Source records
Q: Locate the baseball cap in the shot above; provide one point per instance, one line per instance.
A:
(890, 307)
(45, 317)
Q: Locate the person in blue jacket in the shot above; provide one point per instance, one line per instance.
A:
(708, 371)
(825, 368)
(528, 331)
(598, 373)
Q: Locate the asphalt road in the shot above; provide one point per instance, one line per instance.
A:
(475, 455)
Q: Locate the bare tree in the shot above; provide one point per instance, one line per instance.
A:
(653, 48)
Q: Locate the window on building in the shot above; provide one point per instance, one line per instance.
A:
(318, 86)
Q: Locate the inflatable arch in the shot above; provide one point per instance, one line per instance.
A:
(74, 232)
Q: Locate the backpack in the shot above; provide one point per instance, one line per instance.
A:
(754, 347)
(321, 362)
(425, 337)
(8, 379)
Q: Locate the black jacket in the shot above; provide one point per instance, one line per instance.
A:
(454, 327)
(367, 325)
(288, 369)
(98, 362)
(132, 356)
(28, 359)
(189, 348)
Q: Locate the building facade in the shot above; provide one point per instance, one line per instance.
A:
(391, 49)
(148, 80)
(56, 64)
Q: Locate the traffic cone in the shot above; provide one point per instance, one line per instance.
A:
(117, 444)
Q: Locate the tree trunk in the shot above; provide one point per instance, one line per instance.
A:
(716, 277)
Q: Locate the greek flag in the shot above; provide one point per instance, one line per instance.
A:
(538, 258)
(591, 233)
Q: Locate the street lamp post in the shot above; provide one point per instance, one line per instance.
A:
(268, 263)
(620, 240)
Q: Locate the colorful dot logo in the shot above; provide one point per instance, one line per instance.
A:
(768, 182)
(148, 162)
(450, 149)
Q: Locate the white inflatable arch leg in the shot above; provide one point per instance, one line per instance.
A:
--
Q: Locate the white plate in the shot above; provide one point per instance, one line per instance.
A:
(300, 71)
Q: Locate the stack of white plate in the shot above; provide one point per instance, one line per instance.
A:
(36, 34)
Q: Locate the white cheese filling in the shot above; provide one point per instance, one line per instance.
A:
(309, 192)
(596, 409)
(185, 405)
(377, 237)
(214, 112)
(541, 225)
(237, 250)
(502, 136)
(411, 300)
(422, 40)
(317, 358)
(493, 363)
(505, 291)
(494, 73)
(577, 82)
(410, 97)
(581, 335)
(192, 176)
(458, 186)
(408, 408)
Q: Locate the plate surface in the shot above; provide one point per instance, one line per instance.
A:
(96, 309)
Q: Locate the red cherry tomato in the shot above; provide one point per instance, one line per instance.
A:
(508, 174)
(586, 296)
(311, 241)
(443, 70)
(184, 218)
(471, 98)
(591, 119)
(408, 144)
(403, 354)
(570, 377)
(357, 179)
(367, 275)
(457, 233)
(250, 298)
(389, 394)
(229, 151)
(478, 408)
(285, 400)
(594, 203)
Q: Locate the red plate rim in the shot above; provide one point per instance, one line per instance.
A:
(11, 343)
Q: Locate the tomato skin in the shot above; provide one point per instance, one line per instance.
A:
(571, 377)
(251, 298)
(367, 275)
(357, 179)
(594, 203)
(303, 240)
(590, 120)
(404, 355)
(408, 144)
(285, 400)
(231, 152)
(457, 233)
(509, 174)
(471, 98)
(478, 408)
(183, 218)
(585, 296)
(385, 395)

WORK ITEM: The answer must be a single number: how many lines of the records contain the string "building".

WRITTEN SOLUTION: 2